Jobs =>
1. According to the passage on step parenting, how many years of experience in education and psychology does Dr. Scott Wooding have?
2. Reproduce the passage on step parenting between "Step Parenting and" and "breakdowns in communication.", inclusive.

____ Excerpted passage

Step Parenting and the Blended Family
Recognizing the Problems and Overcoming the Obstacles
Being a parent is the toughest job you’ll ever love. When you’re a stepparent, the job can be even harder. The more relationships there are to navigate within a family, the more chances for misunderstandings, resentments, and breakdowns in communication.
Luckily, Dr. Scott Wooding has written a useful, accessible book for people facing the special hurdle of step parenting. Wooding, who has thirty-five years of experience in education and psychology and has written numerous other books on child-rearing, believes that if the challenges of creating a new family are met with plenty of patience, respect, communication, and, when necessary, professional guidance, families can arrive at “the plateau when peace and harmony generally exist in the family.”

________
____ Listing

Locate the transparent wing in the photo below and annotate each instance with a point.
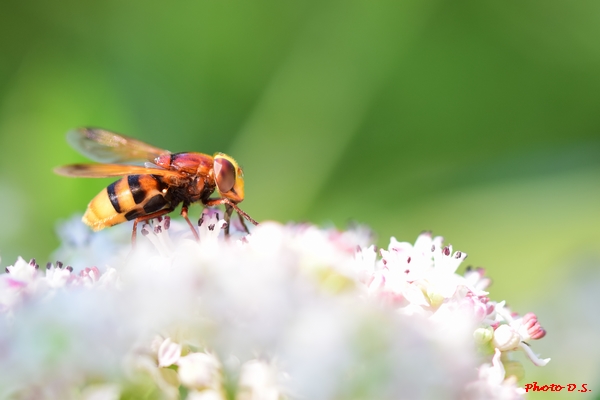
(108, 170)
(109, 147)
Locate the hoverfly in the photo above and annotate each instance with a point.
(157, 188)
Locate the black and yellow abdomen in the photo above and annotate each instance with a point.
(126, 199)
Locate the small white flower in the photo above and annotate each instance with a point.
(199, 371)
(168, 353)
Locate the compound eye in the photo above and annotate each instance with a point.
(224, 174)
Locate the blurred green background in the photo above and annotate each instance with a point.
(477, 120)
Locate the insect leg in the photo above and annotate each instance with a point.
(146, 218)
(243, 223)
(216, 202)
(228, 212)
(184, 215)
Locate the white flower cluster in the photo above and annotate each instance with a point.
(286, 312)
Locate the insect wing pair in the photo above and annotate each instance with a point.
(150, 191)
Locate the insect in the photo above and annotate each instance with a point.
(157, 188)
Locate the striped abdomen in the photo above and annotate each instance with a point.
(126, 199)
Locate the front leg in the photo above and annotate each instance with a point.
(229, 207)
(147, 217)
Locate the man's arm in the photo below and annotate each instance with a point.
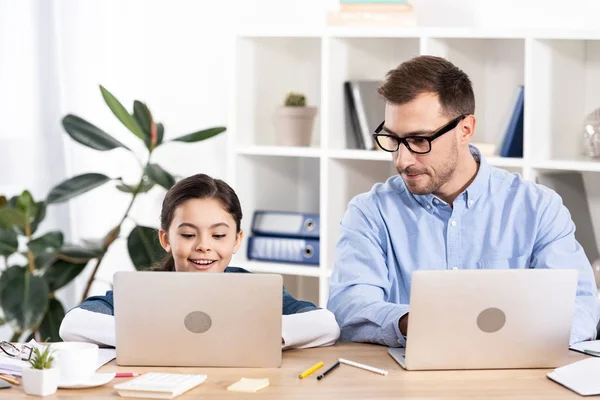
(359, 283)
(556, 247)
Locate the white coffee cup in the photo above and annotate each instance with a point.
(76, 360)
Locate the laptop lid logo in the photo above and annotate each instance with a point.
(197, 322)
(491, 320)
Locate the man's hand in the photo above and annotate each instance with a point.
(403, 324)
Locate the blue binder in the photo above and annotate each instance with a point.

________

Expected outputs =>
1. Thirty-five years.

2.
Step Parenting and the Blended Family
Recognizing the Problems and Overcoming the Obstacles
Being a parent is the toughest job you’ll ever love. When you’re a stepparent, the job can be even harder. The more relationships there are to navigate within a family, the more chances for misunderstandings, resentments, and breakdowns in communication.